Seitenauszug ::
........

Kalifornien rechnet schon auf Reserve
Von Ariane Rüdiger
Der US-Markt ist für Anbieter von Rechenzentrumstechnologien wegen seiner schieren Größe verheißungsvoll: Rund 3 Mio. Rechenzentren aller Größenordnungen soll es dort geben. Und der Markt wächst weiter, nach Daten von JLL Research derzeit jährlich um 32 %. 2017 soll er ein Volumen von etwa 36 Mrd. US$ haben. Der Markt für Rechenzentrumsbau soll auf 18 Mrd. US$ wachsen. Auch der Markt für energieeffiziente Rechenzentren legt mit 29 % jährlich stark zu und soll nach Daten der Fast Company, die allerdings aus dem Jahr 2010 stammen, bis 2015 das Volumen von 13,81 Mrd. US$ erreichen. Weltweit stehen rund 43 % der Kollokationsflächen in Nordamerika. Die Zahl der Beschäftigten im US-RZ-Markt soll zwischen 2014 und 2019 nach Daten von JLL Research um 17 % auf dann knapp 600.000 Beschäftigte steigen.
Eine aktuelle Analyse der Deutsch-Amerikanischen Handelskammern beschäftigt sich nun damit, wie die Gegebenheiten auf dem US-Rechenzentrumsmarkt im Detail aussehen und welche Chancen oder Risiken sich dadurch für deutsche Anbieter von Effizienztechniken für Rechenzentren eröffnen. Das kommt nicht von ungefähr: Die USA gehören seit jeher zu den wichtigsten Handelspartnern Deutschlands. 3500 deutsche Unternehmen sind laut der Studie dort aktiv und beschäftigen rund 580.000 Mitarbeiter. Deutschland ist der viertgrößte Investor in den USA und importierte 2014 Waren im Wert von rund 48 Mrd. US$ aus den USA. In die USA wurden Waren im Wert von rund 95 Mrd. Euro exportiert. 2013 lag das Exportvolumen noch bei 83,66 Mrd. US$.

........

Einträge ::
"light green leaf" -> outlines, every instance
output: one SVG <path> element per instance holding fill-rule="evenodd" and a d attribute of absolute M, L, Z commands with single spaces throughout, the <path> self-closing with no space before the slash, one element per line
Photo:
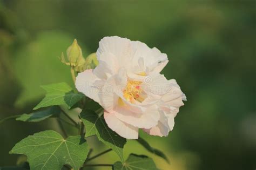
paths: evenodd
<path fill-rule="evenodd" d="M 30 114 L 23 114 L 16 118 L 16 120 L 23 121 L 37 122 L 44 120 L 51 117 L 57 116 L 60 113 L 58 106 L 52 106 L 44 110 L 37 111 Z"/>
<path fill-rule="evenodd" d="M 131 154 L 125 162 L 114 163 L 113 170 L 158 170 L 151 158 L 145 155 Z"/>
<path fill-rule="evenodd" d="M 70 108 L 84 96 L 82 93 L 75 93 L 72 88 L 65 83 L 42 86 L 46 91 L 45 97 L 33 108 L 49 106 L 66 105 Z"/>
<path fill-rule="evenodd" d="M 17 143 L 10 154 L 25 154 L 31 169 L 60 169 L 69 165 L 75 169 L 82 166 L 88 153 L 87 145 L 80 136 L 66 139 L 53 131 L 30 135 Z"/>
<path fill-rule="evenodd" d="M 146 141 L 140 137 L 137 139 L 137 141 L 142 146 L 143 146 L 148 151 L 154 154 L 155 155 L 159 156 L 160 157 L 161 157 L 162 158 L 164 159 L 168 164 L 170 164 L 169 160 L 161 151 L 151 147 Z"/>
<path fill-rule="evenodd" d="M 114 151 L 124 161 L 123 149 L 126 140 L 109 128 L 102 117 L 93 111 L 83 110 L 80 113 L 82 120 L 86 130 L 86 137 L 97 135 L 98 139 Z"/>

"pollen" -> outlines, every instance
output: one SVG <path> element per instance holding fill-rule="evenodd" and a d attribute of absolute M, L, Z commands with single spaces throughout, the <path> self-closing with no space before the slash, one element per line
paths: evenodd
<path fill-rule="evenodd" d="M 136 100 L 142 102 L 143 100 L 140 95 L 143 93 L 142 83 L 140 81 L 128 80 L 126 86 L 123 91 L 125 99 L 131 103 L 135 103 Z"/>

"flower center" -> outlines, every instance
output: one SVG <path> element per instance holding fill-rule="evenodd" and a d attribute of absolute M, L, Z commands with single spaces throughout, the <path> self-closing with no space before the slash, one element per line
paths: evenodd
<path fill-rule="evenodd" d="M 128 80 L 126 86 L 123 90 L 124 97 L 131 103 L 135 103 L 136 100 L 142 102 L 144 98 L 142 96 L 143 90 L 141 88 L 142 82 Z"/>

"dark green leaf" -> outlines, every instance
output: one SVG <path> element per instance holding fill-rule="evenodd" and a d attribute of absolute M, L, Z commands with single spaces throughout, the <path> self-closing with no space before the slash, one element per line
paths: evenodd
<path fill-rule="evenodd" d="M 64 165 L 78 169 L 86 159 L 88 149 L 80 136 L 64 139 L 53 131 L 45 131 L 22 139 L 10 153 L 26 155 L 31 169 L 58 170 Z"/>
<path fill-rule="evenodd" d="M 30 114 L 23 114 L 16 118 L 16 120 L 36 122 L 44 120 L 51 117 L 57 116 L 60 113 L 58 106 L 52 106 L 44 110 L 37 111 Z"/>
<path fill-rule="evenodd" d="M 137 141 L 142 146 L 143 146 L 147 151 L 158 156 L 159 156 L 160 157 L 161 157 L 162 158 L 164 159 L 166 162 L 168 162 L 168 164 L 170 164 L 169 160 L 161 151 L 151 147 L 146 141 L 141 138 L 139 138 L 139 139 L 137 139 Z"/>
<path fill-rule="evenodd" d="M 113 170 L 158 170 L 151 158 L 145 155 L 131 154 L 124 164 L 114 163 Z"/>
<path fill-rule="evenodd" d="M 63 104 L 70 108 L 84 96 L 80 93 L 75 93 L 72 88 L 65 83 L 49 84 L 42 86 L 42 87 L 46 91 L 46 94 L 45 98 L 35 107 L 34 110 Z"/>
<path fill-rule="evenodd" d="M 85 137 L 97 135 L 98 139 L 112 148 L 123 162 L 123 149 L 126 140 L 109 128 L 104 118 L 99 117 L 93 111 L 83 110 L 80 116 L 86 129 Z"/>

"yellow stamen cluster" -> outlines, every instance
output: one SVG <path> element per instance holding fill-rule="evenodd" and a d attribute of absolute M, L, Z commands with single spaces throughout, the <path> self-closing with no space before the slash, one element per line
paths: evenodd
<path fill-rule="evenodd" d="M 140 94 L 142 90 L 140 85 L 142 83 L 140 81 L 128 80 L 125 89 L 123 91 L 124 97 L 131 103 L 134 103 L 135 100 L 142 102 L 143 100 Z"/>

........

Fasse den Absatz im Seitenauszug, der mit „Der US-Markt ist für Anbieter“ beginnt, als kurze Stichpunktliste zusammen und behalte seine wichtigsten Zahlen bei.

Vollständige Antwort ::
- In den USA soll es rund 3 Mio. Rechenzentren aller Größenordnungen geben.
- Laut JLL Research wächst der Markt derzeit jährlich um 32 % und soll 2017 ein Volumen von etwa 36 Mrd. US$ haben.
- Der Markt für Rechenzentrumsbau soll auf 18 Mrd. US$ wachsen.
- Energieeffiziente Rechenzentren legen jährlich um 29 % zu. Nach Daten der Fast Company aus dem Jahr 2010 soll dieser Markt bis 2015 ein Volumen von 13,81 Mrd. US$ erreichen.
- Rund 43 % der weltweiten Kollokationsflächen stehen in Nordamerika.
- Laut JLL Research steigt die Zahl der Beschäftigten im US-RZ-Markt zwischen 2014 und 2019 um 17 % auf knapp 600.000.